| TASK OBJECTIVE |
The answer must reproduce every record exactly, with all pictures omitted.

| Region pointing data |
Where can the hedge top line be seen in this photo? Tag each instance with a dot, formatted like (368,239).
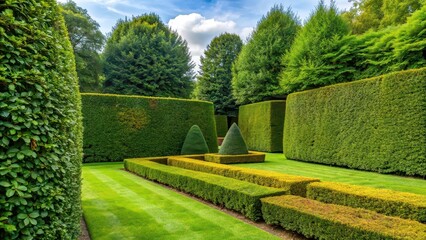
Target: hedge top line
(361,81)
(143,97)
(263,102)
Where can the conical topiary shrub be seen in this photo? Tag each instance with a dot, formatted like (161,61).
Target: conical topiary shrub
(194,142)
(233,143)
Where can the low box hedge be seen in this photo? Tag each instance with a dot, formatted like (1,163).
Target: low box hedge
(375,124)
(296,184)
(392,203)
(251,157)
(122,126)
(233,194)
(319,220)
(262,125)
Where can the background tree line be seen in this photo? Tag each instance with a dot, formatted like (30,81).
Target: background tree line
(143,56)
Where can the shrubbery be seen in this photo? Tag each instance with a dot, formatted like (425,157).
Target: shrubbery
(233,194)
(118,126)
(233,143)
(328,221)
(296,184)
(400,204)
(375,124)
(40,124)
(221,125)
(262,125)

| OUTPUT BELOW |
Where can the hedge top line be seen in this photo? Tag each instance with a dot, formatted like (368,239).
Target: hedge top line
(361,81)
(143,97)
(263,102)
Where can the conical topiary shrub be seen in this photo? Tag each instance with a dot, formatted like (161,61).
Target: conical topiary shrub
(194,142)
(233,143)
Where can the low box hedge be seen in this photo? Tag each instance with a dot, formatted like (1,163).
Target: low box hedge
(375,124)
(296,184)
(392,203)
(251,157)
(122,126)
(233,194)
(319,220)
(262,125)
Where can the background tree line be seen in this photo? Tag each instance with a dot, formatted like (30,81).
Target: background tree line
(143,56)
Where can the shrubbery be seen in this photo? Tag each instance with a dot, formatted like (425,157).
Target: shrubbery
(233,194)
(118,126)
(233,143)
(328,221)
(296,184)
(400,204)
(375,124)
(40,124)
(221,125)
(262,125)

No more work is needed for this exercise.